EXERCISE DESCRIPTION: Please copy out the entries exactly, skipping any pictures.

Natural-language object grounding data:
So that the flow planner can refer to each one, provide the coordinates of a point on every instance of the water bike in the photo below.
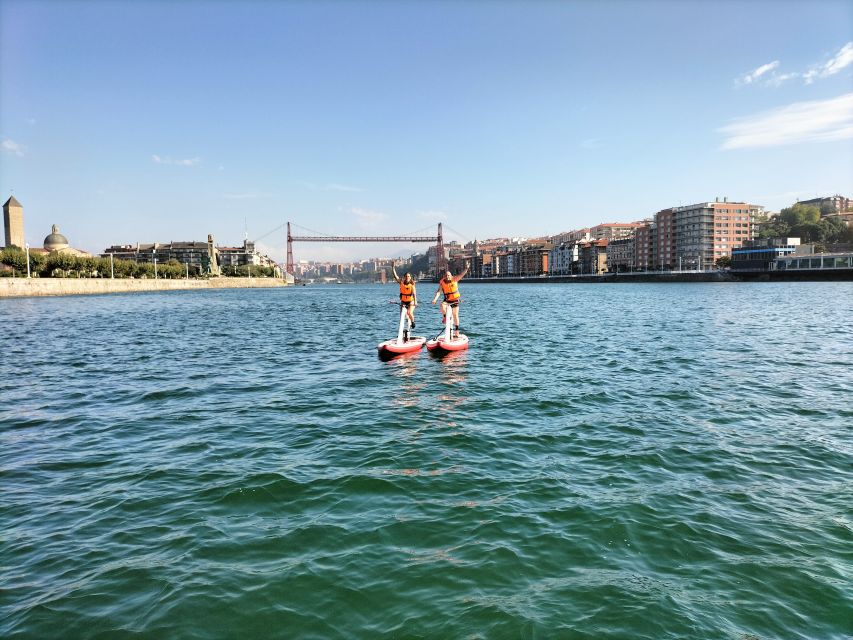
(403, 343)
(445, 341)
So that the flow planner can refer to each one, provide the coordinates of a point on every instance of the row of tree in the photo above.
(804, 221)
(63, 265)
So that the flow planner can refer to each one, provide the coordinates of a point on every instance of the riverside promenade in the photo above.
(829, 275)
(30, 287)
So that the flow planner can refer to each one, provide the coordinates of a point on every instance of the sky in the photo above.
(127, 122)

RESPONSE TO THIS TASK:
So that the flow planner can refer to each one, provide the coordinates of a point on every instance of the water bike in the photo below.
(403, 343)
(445, 341)
So that the flow planner can refer to each one, provide the coordinates of a point on every instance of the row of tree in the photo above.
(804, 221)
(63, 265)
So that the flow planner can refer to each one, provide the coordinates of a point on every instance of the riverside promenade in the photo above.
(829, 275)
(30, 287)
So that the flow planner can refer to each one, provide the coordinates of a point on every instance of the sky in the photo above.
(127, 122)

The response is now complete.